**What you should do**: Begin with the line holding "Question 5: Provide the bounding box coordinates of the rocky" and write out each following line to the end of the data, exactly. Pictures are left out.

**Data provided**:
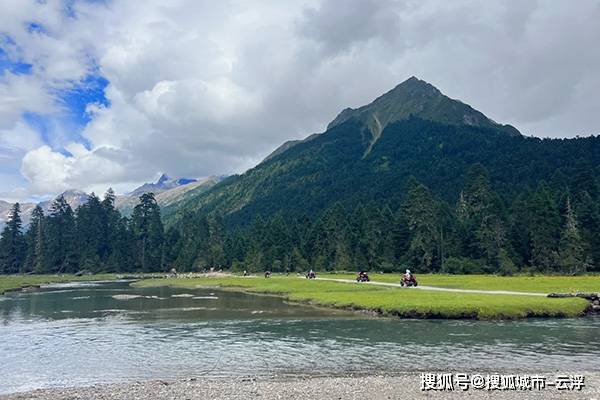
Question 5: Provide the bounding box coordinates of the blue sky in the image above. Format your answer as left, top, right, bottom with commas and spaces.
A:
0, 0, 600, 200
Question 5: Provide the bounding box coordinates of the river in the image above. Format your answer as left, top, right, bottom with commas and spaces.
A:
0, 282, 600, 393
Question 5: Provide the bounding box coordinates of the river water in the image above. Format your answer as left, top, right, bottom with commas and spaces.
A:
0, 282, 600, 393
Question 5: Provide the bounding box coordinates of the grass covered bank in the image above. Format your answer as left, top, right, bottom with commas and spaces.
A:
0, 274, 117, 295
134, 276, 589, 319
322, 273, 600, 293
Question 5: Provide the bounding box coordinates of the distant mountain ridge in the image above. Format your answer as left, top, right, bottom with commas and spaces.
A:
0, 174, 221, 229
126, 174, 197, 196
264, 76, 521, 161
164, 77, 600, 225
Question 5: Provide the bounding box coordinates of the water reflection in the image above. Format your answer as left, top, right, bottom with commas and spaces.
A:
0, 282, 600, 393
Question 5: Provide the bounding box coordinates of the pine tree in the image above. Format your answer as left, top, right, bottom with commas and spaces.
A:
0, 203, 26, 274
25, 205, 49, 274
558, 197, 585, 274
402, 182, 439, 271
131, 193, 164, 272
46, 196, 80, 273
528, 183, 560, 271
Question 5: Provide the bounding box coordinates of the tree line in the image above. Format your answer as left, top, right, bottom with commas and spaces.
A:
0, 164, 600, 274
0, 190, 164, 274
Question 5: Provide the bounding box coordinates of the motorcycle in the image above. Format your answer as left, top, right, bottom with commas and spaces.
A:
400, 274, 418, 287
356, 271, 370, 282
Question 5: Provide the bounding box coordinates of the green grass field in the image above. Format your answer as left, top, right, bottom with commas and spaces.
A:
134, 276, 589, 319
320, 273, 600, 293
0, 274, 116, 295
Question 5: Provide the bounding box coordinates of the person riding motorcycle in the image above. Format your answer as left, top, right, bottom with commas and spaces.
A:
400, 269, 417, 286
356, 271, 370, 282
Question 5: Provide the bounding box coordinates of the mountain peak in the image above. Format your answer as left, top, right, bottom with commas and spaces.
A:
327, 76, 520, 145
156, 174, 171, 186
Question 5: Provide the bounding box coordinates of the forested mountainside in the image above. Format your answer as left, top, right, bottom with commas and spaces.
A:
0, 78, 600, 274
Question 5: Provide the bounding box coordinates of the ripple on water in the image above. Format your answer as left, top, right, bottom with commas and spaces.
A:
0, 283, 600, 393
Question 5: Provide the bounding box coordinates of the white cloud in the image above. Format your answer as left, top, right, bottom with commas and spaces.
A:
0, 0, 600, 200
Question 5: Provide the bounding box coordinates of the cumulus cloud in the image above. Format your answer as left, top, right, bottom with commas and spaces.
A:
0, 0, 600, 200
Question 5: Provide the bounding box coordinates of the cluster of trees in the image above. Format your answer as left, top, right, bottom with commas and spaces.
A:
0, 190, 164, 274
0, 164, 600, 274
166, 164, 600, 274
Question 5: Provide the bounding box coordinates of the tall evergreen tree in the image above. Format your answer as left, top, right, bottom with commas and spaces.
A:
528, 184, 560, 271
131, 193, 164, 272
558, 197, 586, 274
0, 203, 26, 274
402, 182, 440, 271
45, 196, 80, 273
24, 205, 49, 274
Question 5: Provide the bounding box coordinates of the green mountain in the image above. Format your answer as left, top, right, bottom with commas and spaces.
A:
164, 77, 600, 226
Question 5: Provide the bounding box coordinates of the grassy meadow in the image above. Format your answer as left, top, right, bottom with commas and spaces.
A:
320, 273, 600, 293
134, 275, 589, 319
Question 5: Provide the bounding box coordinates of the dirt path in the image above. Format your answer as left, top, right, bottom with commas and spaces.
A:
317, 277, 547, 297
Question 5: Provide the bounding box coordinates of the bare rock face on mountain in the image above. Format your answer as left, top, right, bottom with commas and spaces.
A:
0, 174, 221, 229
327, 76, 521, 153
163, 77, 600, 226
127, 174, 197, 197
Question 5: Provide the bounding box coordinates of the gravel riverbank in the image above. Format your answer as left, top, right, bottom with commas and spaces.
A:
0, 372, 600, 400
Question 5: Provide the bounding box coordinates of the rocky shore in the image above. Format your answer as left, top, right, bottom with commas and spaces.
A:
0, 372, 600, 400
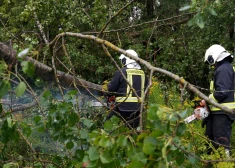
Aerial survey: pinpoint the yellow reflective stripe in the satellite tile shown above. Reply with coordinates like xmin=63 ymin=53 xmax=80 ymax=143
xmin=116 ymin=69 xmax=145 ymax=102
xmin=116 ymin=97 xmax=142 ymax=102
xmin=210 ymin=80 xmax=215 ymax=93
xmin=210 ymin=102 xmax=235 ymax=111
xmin=126 ymin=69 xmax=133 ymax=95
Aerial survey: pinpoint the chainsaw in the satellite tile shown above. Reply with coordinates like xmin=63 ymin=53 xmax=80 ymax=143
xmin=184 ymin=100 xmax=209 ymax=124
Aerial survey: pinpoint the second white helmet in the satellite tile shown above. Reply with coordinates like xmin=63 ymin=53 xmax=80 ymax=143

**Problem solution**:
Question 5: Provide the bounding box coordinates of the rocky shore in the image above. Format your answer as left, top, right, bottom with commas and spaces.
A:
0, 372, 600, 400
Aerial survey: pinpoint the yellow reflective stripe in the satellite tile shown above. Reply with coordinates like xmin=63 ymin=53 xmax=80 ymax=143
xmin=116 ymin=69 xmax=145 ymax=102
xmin=116 ymin=97 xmax=142 ymax=102
xmin=210 ymin=80 xmax=215 ymax=93
xmin=210 ymin=102 xmax=235 ymax=111
xmin=126 ymin=69 xmax=133 ymax=95
Aerial survey: pinpoint the chainsaw in the satellite tile shown above. Reply with coordinates like xmin=63 ymin=53 xmax=80 ymax=143
xmin=184 ymin=100 xmax=209 ymax=124
Aerial survey: pinpoint the second white helmet in the satellite tile shown above. Reply with coordinates like xmin=63 ymin=53 xmax=80 ymax=143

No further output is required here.